* **Exercise**:
Below are the entries; output exactly the lines from the one containing "Expected output, for every instance of the tree" through the final line, inclusive.

* **The data**:

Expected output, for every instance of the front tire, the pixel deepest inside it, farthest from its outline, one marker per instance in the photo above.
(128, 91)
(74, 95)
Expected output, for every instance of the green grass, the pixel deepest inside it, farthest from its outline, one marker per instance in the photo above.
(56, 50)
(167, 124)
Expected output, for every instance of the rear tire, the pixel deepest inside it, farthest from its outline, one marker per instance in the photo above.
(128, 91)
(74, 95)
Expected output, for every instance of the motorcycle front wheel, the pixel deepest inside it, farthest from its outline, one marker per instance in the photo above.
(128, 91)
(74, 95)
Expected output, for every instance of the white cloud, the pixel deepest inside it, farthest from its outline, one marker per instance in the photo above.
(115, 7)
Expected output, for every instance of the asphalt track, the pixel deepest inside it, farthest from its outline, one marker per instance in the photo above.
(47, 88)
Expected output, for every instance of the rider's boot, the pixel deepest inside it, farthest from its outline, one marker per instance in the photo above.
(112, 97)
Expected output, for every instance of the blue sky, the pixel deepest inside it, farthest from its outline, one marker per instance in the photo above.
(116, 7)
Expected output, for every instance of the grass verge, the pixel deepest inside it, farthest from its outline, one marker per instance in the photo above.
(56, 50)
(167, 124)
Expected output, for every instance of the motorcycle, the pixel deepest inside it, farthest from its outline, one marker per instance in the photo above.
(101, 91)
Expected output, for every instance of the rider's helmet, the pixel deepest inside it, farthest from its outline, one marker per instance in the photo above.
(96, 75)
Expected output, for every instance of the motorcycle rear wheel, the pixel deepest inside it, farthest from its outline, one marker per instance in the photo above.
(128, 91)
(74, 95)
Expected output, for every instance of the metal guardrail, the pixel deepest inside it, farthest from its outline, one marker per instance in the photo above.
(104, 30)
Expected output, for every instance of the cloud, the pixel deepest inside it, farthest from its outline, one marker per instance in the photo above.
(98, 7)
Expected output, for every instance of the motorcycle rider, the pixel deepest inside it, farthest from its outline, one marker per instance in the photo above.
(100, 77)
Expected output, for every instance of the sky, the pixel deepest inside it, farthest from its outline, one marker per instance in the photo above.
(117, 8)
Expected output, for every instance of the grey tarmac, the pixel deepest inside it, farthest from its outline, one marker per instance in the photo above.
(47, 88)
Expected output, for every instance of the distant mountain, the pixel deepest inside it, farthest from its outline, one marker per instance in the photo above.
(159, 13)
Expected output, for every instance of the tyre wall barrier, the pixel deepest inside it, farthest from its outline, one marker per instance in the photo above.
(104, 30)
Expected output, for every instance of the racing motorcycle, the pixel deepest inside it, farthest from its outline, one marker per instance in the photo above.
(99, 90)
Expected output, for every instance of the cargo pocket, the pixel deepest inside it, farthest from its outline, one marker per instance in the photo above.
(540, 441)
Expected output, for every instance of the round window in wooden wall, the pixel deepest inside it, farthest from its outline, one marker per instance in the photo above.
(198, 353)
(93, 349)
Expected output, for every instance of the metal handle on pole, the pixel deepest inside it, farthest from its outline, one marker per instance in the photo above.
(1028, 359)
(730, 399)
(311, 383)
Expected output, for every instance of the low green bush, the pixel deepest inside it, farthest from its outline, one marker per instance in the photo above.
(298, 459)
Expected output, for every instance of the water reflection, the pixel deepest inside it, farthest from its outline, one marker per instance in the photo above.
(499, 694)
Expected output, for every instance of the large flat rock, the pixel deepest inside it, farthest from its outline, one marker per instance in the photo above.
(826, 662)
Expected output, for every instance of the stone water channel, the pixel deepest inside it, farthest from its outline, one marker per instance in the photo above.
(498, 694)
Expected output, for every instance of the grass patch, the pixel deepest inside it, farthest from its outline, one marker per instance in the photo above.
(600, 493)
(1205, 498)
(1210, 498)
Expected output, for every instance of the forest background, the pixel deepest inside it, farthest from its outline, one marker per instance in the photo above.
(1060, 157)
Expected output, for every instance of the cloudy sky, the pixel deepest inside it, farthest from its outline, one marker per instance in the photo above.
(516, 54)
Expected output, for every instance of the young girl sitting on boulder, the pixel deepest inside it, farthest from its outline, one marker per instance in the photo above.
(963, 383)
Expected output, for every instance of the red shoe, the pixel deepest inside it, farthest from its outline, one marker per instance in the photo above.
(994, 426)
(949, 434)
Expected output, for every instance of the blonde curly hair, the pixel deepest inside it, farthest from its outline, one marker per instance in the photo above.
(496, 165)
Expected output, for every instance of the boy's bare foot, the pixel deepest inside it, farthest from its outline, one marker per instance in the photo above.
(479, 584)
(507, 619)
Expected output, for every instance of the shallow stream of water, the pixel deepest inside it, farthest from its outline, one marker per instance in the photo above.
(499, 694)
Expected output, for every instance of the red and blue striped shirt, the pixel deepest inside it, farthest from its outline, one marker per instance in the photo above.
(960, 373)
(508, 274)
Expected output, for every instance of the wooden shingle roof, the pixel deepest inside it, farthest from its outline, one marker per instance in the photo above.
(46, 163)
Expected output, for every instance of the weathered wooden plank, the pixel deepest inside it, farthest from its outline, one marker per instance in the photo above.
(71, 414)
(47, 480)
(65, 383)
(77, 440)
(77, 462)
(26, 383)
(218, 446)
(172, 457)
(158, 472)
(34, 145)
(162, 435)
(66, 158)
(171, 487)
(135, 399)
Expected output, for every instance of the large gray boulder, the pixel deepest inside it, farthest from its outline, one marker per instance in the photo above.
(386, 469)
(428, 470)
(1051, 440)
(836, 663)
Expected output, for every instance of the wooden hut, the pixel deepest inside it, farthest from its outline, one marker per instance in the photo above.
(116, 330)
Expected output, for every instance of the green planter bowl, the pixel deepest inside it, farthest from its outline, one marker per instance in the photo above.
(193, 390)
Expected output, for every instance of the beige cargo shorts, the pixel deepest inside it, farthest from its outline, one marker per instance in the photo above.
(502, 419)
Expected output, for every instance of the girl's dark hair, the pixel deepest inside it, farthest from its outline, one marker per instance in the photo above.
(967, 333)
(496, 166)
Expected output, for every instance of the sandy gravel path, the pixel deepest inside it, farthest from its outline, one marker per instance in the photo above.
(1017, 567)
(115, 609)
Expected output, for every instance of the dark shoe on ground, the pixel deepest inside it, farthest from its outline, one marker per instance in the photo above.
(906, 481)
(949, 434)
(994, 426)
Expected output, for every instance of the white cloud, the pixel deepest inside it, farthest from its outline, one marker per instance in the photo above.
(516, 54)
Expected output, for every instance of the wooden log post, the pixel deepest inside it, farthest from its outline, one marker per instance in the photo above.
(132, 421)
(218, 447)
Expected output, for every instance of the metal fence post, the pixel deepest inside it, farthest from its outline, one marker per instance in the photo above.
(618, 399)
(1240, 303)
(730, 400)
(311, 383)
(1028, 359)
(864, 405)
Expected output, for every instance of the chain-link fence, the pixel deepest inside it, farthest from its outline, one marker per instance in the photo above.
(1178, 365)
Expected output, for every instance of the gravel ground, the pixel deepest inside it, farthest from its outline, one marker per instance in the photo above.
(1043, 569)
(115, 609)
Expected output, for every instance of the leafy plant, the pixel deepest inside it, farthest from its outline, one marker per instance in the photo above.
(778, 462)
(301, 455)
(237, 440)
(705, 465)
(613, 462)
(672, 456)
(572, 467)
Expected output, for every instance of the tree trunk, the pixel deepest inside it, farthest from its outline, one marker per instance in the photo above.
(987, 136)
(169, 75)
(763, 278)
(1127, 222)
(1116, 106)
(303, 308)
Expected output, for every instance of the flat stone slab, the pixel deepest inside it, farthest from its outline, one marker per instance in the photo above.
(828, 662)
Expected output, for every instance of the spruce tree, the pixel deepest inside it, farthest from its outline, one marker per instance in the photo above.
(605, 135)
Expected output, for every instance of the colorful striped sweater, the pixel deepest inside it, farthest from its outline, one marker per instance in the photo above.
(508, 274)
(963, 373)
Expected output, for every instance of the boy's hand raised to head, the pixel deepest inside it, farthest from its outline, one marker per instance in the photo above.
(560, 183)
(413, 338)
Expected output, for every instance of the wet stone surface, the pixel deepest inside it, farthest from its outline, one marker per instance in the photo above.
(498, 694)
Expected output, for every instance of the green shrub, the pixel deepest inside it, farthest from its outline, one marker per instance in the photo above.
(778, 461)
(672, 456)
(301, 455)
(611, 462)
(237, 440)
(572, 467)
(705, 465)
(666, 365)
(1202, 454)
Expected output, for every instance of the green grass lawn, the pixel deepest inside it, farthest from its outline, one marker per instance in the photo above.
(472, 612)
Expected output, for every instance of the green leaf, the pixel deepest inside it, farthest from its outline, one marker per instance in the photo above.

* **Answer space**:
Expected output, for every instance of the tree trunk, the pixel deepest inside it, farthest from its outline, one marker per instance in the photo above.
(987, 136)
(169, 75)
(763, 278)
(1127, 222)
(1116, 106)
(303, 308)
Expected output, for every instance of the flat stone slab, the pixel deepest inside it, farthest from its outline, one marker per instance in the photo above.
(828, 662)
Expected output, for every instance of the spruce tree, the pixel deepest inside it, farthest from its outline, one marker per instance in the photo above.
(605, 135)
Expected output, for every instance of the colorful striped sweater, the pixel deepest inside it, farthest from its outline, one marker per instance in the photo above.
(508, 274)
(963, 373)
Expected output, for every instance of the boy's hand raised to head, the pixel deepest inside it, farthest from its outline, one marker per instance in the photo above.
(560, 183)
(413, 338)
Expected output, for every instance of the wet stone surface, the pixel deepest inside it, farthest from its outline, one marker per instance in the photo above.
(498, 694)
Expected output, for every instance of the green shrub, the pixel deepest inside it, farthest from its outline, one marker per instance in the photo above.
(778, 461)
(672, 456)
(301, 455)
(611, 462)
(237, 440)
(572, 467)
(705, 465)
(666, 365)
(1202, 454)
Expected output, for every instance of the green grass lawn, the pixel deepest inside it, farthest from its outline, one marker per instance in the photo above.
(472, 612)
Expected output, for every instance of the green leaf, the pixel deepest inside it, farthest from its outline, one marker per instance in the photo above.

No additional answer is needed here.